-- MATERIAL FOR THIS TASK follows --

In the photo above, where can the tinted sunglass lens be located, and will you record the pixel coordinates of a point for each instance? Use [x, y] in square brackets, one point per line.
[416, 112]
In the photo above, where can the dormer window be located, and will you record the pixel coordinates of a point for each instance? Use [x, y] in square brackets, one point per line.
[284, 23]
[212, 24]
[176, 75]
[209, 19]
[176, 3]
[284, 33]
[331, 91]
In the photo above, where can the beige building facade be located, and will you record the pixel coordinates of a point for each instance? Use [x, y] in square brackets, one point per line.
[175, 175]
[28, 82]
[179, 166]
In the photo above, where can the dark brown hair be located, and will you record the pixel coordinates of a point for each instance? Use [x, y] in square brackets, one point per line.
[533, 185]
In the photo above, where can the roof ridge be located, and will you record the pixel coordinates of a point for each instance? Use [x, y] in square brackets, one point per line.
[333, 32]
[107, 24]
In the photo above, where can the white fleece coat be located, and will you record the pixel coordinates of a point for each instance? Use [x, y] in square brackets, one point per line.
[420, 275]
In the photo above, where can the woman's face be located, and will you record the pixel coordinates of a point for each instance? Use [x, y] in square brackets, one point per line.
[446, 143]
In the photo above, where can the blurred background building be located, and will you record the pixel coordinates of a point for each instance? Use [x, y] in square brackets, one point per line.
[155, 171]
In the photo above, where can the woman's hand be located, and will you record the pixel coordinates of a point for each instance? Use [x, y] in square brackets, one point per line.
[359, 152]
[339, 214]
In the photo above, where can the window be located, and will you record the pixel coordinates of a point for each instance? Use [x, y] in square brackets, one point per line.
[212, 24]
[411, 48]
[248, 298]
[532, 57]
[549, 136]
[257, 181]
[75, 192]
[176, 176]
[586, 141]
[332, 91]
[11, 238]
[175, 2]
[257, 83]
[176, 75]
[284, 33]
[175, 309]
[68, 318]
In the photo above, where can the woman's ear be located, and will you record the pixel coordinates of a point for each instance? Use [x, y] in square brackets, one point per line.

-- MATERIAL FOR THIS TASK concluded --

WHAT THE TASK ASKS>
Output the material in full, matching it word for word.

YOUR SOLUTION>
In the photo above, where can the tinted sunglass lens be located, and will you record the pixel coordinates of a point for each instance? Use [x, y] in square brackets, one point per line.
[416, 112]
In the photo above, where can the dormer window be located, and will you record the pixel coordinates of a point for each instance? Use [x, y] in square brackets, one point per line.
[284, 23]
[212, 24]
[176, 75]
[209, 19]
[176, 3]
[284, 33]
[331, 91]
In the photo above, where can the beige building facade be located, and will you record the pixel coordinates of a point for each instance? Use [x, y] in square brackets, one point per line.
[175, 175]
[28, 82]
[179, 166]
In the photo above, where can the dark brown hair be located, and will you record the pixel coordinates of a point for each instance? Use [x, y] in square brackets, one point per line.
[533, 185]
In the photo above, where can the roof ridge be located, and will you record the pixel coordinates of a point for each instance? Use [x, y] in square brackets, one point per line.
[333, 32]
[107, 24]
In the photo above, where can the white fleece coat be located, and will you record the pixel coordinates of a point for each instance? Use [x, y] in square brackets, one point per line.
[420, 275]
In the photo above, where can the woman's face be located, and will you record the pixel coordinates of a point for each instance? Use [x, y] in square brackets, one point per line.
[446, 143]
In the photo above, where can the blurred background building be located, and will you record the pixel coordinates of a point for each instance? Use [x, y] in square brackets, one point per line.
[155, 171]
In the photo above, where can the woman's hand be located, and will you record the pixel coordinates of a point for each instance? Use [x, y] in square brackets, one point per line.
[359, 152]
[339, 214]
In the photo above, where can the window be located, and will you record the pixel coordinates of a point for each instance? Use [x, y] in square brackets, one point per line.
[212, 24]
[411, 48]
[248, 298]
[532, 57]
[549, 136]
[257, 181]
[75, 192]
[176, 176]
[586, 141]
[332, 91]
[11, 238]
[175, 2]
[257, 83]
[176, 75]
[284, 33]
[175, 309]
[68, 318]
In the photo above, where can the woman's ear be located, and will you record the pixel coordinates of a point for each instance? Use [x, y] in square brackets, one point per line.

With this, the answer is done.